PASAJE PROPORCIONADO:
Homicidio (116 page)

Struck, Wooten, Alvarez, Zorzi, Littwin, Thompson, Lippman, Hyman… Marginaron a algunos de los mejores periodistas del
Baltimore,
luego los compraron y los reemplazaron por acólitos veinteañeros que al menos jamás cometerían el error de sostener una discusión honesta con los jefes de la redacción. En un momento en que había que crecer, cuando existía la posibilidad de desarrollar la institución que había sido el
Baltimore
y convertirla en mucho más, el nuevo régimen contrató a tantos profesionales como había echado. Y al final, cuando los gestores se fueron, con su mitología de la heroica renovación intacta, lograron conseguir tres premios Pulitzer en una docena de años. Exactamente la misma cantidad que las dos ediciones del periódico habían obtenido durante los doce años anteriores.

Al escuchar a Garvey mientras nos tomábamos unas cervezas, comprendí que sucedía algo sintomático: que en esta América posmoderna, cualquier institución en la que sirvas o te sirvan —un departamento de policía o un periódico, un partido político o una iglesia, Enron o Worldcom— terminará por traicionar y traicionarse.

Me parecía que tenía una textura de tragedia griega, cuanto más pensaba en ello. Eran Esquilo y Sófocles, excepto que los dioses no eran olímpicos, sino corporativos e institucionales. En todos los sentidos, nuestro mundo parece que se está convirtiendo en un lugar en donde los seres humanos, en tanto que individuos —ya sean inspectores de policía o prostitutas de Europa del Este víctimas de la trata de blancas— cada vez importan menos.

Después de ser testigo de lo que había sucedido con mi periódico, y con la unidad de homicidios de Baltimore, empecé a escribir el piloto para una nueva serie de la HBO.

RETOS:
[a] Reproduce palabra por palabra el pasaje sobre el periódico de Baltimore desde "Al escuchar a" hasta "traicionar y traicionarse.".
[b] Según el pasaje sobre el periódico de Baltimore, ¿cuántos premios Pulitzer lograron los gestores en una docena de años?
[c] Escribe una continuación del pasaje sobre el periódico de Baltimore a partir de su última oración.
Este material procede de una fuente distinta.

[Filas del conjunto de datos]
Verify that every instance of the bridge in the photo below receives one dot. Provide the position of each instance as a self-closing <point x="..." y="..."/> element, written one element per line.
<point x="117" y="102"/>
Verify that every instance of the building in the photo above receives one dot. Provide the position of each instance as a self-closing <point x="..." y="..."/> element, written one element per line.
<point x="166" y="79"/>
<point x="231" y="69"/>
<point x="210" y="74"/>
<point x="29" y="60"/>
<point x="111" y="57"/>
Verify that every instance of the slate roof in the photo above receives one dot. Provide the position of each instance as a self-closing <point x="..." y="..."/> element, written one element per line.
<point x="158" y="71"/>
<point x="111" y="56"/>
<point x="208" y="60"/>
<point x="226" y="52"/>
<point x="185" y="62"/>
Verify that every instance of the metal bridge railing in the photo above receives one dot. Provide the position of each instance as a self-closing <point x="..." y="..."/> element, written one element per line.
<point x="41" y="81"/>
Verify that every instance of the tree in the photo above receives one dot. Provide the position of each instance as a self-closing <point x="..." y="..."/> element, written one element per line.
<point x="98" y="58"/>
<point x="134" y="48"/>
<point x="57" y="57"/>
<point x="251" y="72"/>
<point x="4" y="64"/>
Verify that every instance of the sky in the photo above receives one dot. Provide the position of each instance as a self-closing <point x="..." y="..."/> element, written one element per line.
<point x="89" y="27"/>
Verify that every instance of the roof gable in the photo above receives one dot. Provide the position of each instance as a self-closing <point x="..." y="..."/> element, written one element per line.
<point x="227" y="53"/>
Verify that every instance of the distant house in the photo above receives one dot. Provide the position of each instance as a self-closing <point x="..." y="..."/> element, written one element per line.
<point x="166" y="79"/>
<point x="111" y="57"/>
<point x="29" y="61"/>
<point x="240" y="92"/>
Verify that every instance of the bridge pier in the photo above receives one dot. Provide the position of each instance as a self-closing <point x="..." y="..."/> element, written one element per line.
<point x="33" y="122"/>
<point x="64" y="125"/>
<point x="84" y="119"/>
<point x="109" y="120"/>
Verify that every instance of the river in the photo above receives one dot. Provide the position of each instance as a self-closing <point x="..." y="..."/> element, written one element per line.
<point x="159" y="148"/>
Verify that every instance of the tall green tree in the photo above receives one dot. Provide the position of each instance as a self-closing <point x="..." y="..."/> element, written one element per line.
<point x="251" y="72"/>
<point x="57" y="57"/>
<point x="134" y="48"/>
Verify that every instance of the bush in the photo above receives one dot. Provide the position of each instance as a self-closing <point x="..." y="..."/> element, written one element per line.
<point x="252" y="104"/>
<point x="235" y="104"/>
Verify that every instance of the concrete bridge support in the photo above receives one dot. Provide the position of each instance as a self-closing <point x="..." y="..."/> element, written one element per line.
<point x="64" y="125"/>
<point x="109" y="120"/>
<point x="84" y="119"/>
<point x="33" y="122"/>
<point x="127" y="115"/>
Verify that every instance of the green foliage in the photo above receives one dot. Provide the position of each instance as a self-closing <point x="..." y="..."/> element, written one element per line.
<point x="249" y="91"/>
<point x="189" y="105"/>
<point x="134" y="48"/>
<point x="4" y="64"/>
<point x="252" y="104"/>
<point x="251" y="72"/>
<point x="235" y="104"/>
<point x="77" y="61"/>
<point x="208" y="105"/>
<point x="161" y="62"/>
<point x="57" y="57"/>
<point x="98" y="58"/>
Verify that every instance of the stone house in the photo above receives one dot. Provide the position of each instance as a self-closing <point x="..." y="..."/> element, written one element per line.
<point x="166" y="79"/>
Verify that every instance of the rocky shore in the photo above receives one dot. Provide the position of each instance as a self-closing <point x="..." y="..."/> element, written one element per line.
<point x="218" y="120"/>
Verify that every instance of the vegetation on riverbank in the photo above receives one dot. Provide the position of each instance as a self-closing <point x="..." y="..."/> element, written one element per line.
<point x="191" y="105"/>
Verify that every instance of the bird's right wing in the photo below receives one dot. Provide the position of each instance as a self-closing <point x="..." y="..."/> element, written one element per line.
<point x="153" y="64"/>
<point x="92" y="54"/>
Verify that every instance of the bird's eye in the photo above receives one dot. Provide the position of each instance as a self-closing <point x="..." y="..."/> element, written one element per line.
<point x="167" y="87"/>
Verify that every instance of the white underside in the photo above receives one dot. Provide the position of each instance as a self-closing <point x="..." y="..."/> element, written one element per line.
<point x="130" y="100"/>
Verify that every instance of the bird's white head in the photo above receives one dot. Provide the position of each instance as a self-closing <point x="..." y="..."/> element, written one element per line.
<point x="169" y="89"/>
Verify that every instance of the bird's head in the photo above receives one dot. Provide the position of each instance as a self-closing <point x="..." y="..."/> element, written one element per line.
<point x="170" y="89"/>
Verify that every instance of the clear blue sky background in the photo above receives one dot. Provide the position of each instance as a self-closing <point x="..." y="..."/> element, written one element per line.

RESULTADOS:
[a]
Al escuchar a Garvey mientras nos tomábamos unas cervezas, comprendí que sucedía algo sintomático: que en esta América posmoderna, cualquier institución en la que sirvas o te sirvan —un departamento de policía o un periódico, un partido político o una iglesia, Enron o Worldcom— terminará por traicionar y traicionarse.

[b] Tres premios Pulitzer.

[c]
The Wire,
para bien y para mal, ocupó casi todo mi tiempo desde ese momento.

Poco después de leer el manuscrito de
Homicidio,
Terry McLarney me envió una carta, una simple hoja blanca con una línea tecleada al principio de la solitaria página:

«El libro. Volumen II»

Y luego, la frase: «Por Dios. Los han trasladado a todos. Creo que ya entiendo qué intentan decirme».

Ese fue el único tiro que me alcanzó antes de que se publicara el libro, la única advertencia —aunque teñida de diversión— de que podría causarle problemas a los que aparecían en él.

Y a la sombra de la política de rotaciones de Frazier, junto con las demás huidas de los inspectores que optaron por irse, el lamento seco y cómico de McLarney ciertamente parecía profético.

Existe una verdad equivalente, que también merece la pena consignar: en 1998, cuando miré hacia atrás y recordé que había pasado una década desde que seguí a ese grupo de hombres con un boli y una libreta de notas, más de tres cuartas partes de los policías ya no estaban en la unidad de homicidios. Pero cuando en 1988 estudié los perfiles de los inspectores que habían llevado las riendas de la unidad en 1978, descubrí que tres cuartas partes tampoco estaban ahí. Y se habían ido sin que nadie escribiera ningún libro sobre ellos.

El tiempo es una forma de desgaste.

Y con el tiempo, Baltimore se acostumbró a la imagen que de ella daban
Homicidio
, tanto el libro como la serie de televisión. El alcalde apareció en el programa, y también el gobernador de Maryland. Los actores fueron considerados baltimorenses de adopción, o
baltimbéciles
[11]
, como algunos de nosotros los llamamos. En los últimos quince años, he firmado ejemplares del libro para políticos, líderes sociales, abogados, policías y criminales de esta ciudad.

Sin embargo, en ciertos sectores me reciben con menos calidez, quizá porque tanto
La esquina
como
The Wire
ofrecen estampas mucho más oscuras de los problemas a los que se enfrenta Baltimore. Hay una cierta consternación ante el efecto publicitario de esta encarnación de Baltimore como un lugar de crimen sin castigo y cómo afectará al turismo, claro. Y al revés, también percibo un cierto orgullo entre los habitantes de una ciudad capaz de soportar tanto dolor y violencia.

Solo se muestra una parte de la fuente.